── DATA LISTING ──

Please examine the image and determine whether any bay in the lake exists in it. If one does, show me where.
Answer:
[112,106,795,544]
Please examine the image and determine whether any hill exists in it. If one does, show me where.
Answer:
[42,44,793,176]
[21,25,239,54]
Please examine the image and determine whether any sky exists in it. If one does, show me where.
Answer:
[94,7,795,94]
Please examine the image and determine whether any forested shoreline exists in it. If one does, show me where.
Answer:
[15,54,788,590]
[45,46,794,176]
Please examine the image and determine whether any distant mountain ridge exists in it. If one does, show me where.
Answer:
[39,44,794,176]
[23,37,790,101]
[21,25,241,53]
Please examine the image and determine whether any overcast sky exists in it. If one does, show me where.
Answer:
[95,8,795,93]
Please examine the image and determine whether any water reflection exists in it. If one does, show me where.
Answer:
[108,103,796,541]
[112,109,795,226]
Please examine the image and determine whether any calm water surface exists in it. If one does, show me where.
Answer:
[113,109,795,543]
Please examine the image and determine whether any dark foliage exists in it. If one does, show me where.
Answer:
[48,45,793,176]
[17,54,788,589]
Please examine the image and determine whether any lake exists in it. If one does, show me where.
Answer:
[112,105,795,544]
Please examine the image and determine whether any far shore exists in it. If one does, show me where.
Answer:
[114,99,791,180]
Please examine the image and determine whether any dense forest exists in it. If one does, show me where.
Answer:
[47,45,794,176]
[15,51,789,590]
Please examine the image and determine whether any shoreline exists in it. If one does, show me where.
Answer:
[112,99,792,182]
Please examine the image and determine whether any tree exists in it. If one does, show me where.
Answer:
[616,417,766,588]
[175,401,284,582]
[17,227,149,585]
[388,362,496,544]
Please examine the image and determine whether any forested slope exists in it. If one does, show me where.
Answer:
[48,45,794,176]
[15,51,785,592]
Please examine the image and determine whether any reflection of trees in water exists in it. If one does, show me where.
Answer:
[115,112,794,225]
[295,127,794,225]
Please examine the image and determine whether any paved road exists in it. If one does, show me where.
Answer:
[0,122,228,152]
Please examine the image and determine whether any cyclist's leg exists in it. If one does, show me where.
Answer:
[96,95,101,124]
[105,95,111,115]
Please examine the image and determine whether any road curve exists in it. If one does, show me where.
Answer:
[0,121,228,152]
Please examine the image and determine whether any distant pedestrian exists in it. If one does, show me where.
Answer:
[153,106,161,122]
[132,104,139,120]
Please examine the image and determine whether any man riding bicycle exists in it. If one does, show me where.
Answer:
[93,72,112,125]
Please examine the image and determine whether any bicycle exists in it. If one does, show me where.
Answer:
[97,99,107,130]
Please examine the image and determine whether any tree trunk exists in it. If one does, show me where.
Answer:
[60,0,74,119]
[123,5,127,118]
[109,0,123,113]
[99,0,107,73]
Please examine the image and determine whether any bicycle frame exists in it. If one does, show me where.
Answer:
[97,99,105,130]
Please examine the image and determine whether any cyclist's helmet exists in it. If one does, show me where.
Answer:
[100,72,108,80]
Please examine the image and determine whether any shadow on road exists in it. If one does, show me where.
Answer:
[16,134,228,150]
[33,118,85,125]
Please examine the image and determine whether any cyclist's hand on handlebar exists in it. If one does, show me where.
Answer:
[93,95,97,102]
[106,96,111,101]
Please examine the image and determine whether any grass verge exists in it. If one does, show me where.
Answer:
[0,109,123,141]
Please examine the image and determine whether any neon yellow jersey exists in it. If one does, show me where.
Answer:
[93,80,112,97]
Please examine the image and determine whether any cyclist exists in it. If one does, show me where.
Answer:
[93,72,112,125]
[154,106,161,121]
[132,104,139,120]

───

Render every line of the listing above as a numbered list, omitting any blank lines.

— WRITTEN REPLY —
1. Please examine the image and determine whether any bay in the lake exists in it. If one does, show me where.
2. Answer:
3. [112,106,795,544]
4. Please examine the image and determine whether any hill exists in it. If one does, show me where.
5. Answer:
6. [42,44,793,176]
7. [21,25,239,54]
8. Please examine the image and determine whether any sky exists in it. If one does, show me where.
9. Answer:
10. [94,7,795,94]
11. Please examine the image and determine whether any forested shoreline exists in it. If one does, show me where.
12. Answer:
13. [15,54,788,590]
14. [45,46,794,176]
15. Please examine the image and determine whether any distant mountain ridge exists in it. If one does, show me where.
16. Answer:
17. [39,44,794,176]
18. [23,37,790,101]
19. [21,25,241,53]
20. Please examine the image and determine whether any overcast sky exists in it. If one does, show me where.
21. Answer:
22. [95,8,795,93]
23. Please examine the image and determine whether any water reflection exists in it. If one does, show me where.
24. Answer:
25. [108,103,796,541]
26. [112,109,795,226]
27. Please examine the image and determine whether any calm water surface exists in it. If one does, show me where.
28. Answer:
29. [113,109,795,543]
30. Please examine the image and determine whether any dark foliage exists in it. If one does, show me where.
31. Answer:
32. [48,45,793,176]
33. [17,54,788,589]
34. Please examine the image and determine whether any lake exists in it. If one does, show me where.
35. Answer:
36. [112,105,795,544]
37. Please examine the image and determine whether any far shore exists in it. If one does, show me where.
38. Answer:
39. [114,99,791,180]
40. Please examine the image and determine whether any dense forest exists in it. If one does, show me where.
41. Answer:
42. [47,45,794,176]
43. [15,51,789,590]
44. Please examine the image and determine whether any shoreline exists in it. If one does, show me where.
45. Answer:
46. [112,99,792,182]
47. Please examine the image and determine whether any tree exists in it. If one does, show me where.
48. Answer:
49. [616,417,766,588]
50. [175,401,284,582]
51. [17,227,149,585]
52. [388,362,496,544]
53. Please examine the image and determine whether any forested slope exists in it. If one does, show me where.
54. Answer:
55. [48,45,794,176]
56. [15,51,785,592]
57. Please examine the image and determine whether any reflection of trees in water exists in it. If one does, show me where.
58. Answer:
59. [115,112,794,225]
60. [295,127,794,225]
61. Please examine the image and determine whether any paved road exists in it. If one does, show me where.
62. Answer:
63. [0,122,228,152]
64. Please examine the image and determine whether any cyclist's leg exists in it. If one does, show me where.
65. Answer:
66. [96,95,101,124]
67. [105,95,111,115]
68. Please examine the image and determine whether any road curve exists in it. If one does, show me where.
69. Answer:
70. [0,121,228,152]
71. Please examine the image and determine whether any distant pedestrian exists in it. If one does, show me where.
72. Answer:
73. [153,106,161,122]
74. [132,104,139,120]
75. Please examine the image and determine whether any man riding bicycle exists in it. If one does, show me where.
76. Answer:
77. [93,72,112,125]
78. Please examine the image and determine whether any bicycle exists in it. If one does, show me where.
79. Answer:
80. [97,99,107,130]
81. Please examine the image and determine whether any tree trunk exists in it. If one does, show me where.
82. Answer:
83. [60,0,74,119]
84. [123,5,127,118]
85. [109,0,123,113]
86. [99,0,107,73]
87. Please examine the image and determine whether any bicycle frame exists in it. If one does, show me where.
88. Answer:
89. [97,99,105,130]
90. Please examine the image and determine whether any cyclist's helmet exists in it. If one does, show me where.
91. Answer:
92. [100,72,108,80]
93. Please examine the image and determine whether any shadow on road exists in it. If one does, show me where.
94. Answer:
95. [16,134,228,150]
96. [33,118,85,125]
97. Please examine the image and determine whether any cyclist's hand on handlebar exists in it. If one does, show me where.
98. Answer:
99. [93,95,97,102]
100. [106,96,111,101]
101. Please examine the image and determine whether any grass verge exists in it. If one does, show me where.
102. Answer:
103. [0,109,123,141]
104. Please examine the image and determine whether any neon yellow jersey exists in it. If one does, show me where.
105. Answer:
106. [93,80,112,97]
107. Please examine the image and determine whether any cyclist exists in it. If one does, show me where.
108. Answer:
109. [93,72,112,125]
110. [154,106,161,121]
111. [132,104,139,120]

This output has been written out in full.